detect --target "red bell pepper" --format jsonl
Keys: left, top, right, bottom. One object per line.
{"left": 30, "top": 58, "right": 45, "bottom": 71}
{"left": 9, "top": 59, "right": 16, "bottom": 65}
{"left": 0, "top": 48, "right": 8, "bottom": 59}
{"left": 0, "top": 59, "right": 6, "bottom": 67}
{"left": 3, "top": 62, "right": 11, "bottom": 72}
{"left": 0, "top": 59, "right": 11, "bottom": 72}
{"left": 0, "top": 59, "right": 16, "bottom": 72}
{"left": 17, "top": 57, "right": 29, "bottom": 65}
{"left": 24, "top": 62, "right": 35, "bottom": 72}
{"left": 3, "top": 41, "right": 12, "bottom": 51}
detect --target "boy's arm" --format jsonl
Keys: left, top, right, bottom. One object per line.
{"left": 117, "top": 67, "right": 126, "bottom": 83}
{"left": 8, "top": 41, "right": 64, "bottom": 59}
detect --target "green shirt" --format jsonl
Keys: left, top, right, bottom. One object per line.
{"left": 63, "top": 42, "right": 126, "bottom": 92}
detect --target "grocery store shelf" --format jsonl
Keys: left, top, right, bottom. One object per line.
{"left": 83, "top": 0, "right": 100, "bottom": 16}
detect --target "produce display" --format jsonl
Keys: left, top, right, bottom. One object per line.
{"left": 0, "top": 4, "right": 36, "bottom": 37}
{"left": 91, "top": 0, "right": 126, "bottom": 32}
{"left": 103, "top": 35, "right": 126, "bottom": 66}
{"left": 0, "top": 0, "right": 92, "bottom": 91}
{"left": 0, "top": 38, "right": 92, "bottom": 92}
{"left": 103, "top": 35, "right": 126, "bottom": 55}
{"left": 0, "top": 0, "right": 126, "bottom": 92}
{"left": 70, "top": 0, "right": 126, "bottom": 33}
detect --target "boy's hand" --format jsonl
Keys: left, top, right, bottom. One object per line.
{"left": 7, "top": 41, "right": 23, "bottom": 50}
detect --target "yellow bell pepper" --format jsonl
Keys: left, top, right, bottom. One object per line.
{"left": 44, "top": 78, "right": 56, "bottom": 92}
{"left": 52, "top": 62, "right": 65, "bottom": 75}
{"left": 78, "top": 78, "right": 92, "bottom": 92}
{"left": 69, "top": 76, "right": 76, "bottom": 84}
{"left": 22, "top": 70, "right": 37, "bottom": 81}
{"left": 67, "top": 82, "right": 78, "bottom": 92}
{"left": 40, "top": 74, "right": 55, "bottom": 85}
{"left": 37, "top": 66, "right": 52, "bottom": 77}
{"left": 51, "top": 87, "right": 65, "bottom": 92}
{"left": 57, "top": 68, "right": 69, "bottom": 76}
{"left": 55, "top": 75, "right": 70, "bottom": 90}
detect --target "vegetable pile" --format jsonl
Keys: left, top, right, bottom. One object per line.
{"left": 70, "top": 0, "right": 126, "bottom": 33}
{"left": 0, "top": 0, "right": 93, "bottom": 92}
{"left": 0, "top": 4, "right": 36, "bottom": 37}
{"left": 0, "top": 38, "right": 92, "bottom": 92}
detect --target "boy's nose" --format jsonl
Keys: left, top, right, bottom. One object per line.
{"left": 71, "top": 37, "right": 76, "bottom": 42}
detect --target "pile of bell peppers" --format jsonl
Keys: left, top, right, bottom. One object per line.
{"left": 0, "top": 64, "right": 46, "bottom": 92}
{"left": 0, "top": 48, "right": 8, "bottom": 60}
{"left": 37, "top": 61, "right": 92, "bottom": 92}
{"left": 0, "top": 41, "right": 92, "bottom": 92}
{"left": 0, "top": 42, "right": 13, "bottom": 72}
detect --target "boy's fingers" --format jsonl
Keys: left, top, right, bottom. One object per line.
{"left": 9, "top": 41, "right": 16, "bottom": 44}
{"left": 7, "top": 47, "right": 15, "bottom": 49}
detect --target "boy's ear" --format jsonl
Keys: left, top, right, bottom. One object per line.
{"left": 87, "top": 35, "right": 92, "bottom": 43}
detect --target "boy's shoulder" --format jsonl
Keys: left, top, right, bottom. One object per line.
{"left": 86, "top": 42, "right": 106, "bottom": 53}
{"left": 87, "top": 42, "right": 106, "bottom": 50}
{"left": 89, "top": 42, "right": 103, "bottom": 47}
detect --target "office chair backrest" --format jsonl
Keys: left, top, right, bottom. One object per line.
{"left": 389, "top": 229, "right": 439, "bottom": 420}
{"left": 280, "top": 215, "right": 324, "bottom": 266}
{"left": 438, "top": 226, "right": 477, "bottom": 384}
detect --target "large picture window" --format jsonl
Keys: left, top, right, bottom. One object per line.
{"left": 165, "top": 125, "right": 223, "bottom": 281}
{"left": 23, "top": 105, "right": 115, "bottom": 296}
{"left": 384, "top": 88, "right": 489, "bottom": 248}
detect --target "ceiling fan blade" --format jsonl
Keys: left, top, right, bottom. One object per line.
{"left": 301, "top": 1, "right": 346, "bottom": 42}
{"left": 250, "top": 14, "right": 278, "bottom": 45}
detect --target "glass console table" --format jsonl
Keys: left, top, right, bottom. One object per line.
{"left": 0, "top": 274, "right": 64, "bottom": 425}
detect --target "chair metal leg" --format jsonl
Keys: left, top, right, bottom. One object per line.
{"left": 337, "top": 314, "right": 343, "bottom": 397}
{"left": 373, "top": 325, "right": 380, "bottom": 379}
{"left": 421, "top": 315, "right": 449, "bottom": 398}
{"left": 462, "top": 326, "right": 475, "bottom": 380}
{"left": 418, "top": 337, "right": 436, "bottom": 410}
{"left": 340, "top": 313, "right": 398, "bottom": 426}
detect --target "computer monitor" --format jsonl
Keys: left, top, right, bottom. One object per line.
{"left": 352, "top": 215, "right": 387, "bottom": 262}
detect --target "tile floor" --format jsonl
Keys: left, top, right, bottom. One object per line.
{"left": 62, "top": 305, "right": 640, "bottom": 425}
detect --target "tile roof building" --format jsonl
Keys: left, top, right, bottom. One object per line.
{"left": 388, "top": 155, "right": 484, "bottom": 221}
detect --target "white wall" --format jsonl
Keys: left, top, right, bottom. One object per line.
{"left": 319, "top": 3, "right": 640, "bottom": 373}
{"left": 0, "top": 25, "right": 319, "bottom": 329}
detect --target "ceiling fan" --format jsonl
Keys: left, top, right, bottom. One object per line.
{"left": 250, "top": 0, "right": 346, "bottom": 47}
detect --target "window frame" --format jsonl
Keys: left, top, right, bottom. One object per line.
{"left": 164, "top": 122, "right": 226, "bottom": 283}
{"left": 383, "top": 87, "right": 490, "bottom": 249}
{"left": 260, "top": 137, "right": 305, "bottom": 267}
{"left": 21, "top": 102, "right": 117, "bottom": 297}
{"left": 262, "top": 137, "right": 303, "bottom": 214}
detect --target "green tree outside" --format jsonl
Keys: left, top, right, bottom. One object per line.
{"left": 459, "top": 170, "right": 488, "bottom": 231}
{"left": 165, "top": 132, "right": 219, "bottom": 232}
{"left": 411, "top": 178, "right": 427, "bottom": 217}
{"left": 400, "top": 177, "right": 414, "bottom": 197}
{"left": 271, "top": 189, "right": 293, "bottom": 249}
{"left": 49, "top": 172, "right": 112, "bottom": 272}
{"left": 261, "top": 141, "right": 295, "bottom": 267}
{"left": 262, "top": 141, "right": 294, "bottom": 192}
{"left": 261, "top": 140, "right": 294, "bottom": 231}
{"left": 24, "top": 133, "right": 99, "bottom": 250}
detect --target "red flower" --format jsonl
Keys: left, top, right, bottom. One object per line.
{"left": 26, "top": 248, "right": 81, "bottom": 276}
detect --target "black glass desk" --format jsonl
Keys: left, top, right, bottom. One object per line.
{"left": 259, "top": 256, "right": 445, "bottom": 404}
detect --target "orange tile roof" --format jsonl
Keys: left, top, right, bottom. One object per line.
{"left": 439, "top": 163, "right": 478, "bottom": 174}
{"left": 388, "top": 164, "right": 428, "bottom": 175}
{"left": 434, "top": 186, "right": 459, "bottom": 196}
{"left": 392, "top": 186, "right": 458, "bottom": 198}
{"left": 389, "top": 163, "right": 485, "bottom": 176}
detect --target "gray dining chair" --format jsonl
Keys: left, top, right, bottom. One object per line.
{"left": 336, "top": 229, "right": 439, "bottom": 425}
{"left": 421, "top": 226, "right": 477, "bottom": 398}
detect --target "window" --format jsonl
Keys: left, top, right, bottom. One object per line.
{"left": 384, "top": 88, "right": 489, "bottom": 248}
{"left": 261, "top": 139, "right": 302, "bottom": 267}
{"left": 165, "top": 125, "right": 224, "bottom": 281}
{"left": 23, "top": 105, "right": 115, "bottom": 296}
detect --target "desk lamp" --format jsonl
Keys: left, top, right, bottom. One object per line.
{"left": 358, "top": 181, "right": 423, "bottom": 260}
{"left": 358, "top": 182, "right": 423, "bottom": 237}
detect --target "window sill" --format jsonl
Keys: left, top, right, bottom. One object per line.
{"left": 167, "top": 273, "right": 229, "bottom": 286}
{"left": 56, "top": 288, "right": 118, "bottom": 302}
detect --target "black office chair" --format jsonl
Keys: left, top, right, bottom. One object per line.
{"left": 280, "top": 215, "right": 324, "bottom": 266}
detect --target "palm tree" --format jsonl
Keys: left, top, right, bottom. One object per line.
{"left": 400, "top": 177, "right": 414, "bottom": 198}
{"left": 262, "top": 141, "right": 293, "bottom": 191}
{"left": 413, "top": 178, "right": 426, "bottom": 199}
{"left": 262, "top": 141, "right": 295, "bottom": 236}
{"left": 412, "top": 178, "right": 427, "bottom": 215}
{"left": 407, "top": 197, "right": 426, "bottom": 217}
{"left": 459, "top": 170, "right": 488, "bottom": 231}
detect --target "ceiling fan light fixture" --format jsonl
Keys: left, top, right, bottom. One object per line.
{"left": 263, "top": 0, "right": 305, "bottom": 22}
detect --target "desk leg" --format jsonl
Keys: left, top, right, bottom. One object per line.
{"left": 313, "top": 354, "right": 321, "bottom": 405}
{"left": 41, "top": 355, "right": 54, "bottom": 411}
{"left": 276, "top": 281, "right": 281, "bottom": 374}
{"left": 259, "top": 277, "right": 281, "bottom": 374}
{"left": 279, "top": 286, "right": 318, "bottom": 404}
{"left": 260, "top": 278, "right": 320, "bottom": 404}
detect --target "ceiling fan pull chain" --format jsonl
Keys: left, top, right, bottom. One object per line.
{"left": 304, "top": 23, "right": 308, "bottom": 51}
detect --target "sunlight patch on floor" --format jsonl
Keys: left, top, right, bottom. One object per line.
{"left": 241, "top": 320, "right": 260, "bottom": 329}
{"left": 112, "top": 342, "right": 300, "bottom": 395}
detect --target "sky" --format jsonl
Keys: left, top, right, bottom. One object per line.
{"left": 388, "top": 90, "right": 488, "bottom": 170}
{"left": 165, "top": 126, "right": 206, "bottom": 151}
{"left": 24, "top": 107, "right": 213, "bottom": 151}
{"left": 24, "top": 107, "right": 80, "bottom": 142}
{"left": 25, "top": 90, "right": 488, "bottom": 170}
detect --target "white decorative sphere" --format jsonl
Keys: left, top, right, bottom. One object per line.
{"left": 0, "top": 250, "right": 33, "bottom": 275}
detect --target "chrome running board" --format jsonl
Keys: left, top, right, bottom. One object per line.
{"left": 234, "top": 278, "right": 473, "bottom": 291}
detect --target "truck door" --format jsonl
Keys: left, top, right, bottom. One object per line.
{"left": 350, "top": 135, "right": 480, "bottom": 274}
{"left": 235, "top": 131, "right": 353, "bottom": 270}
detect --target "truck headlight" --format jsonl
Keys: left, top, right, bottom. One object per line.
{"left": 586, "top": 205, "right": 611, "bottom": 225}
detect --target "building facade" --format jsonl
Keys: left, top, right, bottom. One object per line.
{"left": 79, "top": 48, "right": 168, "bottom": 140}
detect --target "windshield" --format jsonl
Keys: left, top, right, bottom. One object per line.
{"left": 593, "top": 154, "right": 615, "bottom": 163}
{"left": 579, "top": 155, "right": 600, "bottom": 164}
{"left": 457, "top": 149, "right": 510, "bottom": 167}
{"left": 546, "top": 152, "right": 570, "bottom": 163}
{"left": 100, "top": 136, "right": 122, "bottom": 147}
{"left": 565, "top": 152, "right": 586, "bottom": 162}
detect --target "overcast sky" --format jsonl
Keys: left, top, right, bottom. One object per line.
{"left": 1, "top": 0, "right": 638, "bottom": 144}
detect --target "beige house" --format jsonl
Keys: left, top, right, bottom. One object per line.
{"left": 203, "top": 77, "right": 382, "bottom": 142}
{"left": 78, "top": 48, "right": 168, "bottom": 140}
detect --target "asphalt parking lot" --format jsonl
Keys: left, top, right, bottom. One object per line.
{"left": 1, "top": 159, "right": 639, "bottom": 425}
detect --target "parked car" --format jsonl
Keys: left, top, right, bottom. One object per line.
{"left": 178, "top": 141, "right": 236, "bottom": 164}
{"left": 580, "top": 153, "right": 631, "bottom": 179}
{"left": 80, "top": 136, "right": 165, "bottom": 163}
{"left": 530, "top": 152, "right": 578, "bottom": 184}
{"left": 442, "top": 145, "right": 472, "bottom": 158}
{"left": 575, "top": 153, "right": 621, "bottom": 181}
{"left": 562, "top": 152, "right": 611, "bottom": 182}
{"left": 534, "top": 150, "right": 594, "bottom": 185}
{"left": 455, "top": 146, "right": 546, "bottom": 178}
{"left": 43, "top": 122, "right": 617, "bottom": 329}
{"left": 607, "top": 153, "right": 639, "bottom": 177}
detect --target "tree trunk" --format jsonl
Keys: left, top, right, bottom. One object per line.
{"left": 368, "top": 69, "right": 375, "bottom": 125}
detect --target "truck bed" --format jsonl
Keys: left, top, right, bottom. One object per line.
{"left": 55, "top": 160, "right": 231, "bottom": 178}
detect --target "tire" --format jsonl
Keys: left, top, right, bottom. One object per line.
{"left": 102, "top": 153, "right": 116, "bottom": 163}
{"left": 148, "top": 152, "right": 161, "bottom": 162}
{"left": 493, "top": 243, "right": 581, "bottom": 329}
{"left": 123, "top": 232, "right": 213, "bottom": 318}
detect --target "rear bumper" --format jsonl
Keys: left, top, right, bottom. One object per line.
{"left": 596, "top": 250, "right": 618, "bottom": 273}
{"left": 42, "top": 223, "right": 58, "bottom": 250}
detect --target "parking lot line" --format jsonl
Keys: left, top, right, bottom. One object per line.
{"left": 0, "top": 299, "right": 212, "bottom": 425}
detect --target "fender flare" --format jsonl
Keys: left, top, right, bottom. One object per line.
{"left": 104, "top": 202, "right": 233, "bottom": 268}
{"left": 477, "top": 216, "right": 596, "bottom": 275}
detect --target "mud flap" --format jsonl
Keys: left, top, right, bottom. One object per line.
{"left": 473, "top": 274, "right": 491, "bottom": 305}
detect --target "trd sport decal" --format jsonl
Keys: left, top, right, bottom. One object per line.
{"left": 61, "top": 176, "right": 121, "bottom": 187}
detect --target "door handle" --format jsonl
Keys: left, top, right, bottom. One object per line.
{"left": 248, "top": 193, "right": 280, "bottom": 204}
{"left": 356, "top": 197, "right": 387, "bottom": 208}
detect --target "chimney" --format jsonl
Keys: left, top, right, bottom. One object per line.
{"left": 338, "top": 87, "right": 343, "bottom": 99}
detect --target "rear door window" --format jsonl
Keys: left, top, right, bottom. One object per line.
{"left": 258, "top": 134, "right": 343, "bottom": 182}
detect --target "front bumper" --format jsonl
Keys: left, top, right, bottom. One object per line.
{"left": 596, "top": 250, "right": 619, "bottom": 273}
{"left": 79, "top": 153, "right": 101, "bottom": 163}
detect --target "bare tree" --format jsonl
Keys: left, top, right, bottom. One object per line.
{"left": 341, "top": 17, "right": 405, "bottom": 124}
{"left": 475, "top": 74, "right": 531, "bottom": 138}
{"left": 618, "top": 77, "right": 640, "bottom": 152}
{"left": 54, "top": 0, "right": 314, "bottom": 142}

.....

## EXERCISE REQUIREMENTS
Each line above that contains the word "floor" must be copied.

## RESULT BELOW
detect --target "tile floor" --format jsonl
detect --target "sunlight patch on floor" --format jsonl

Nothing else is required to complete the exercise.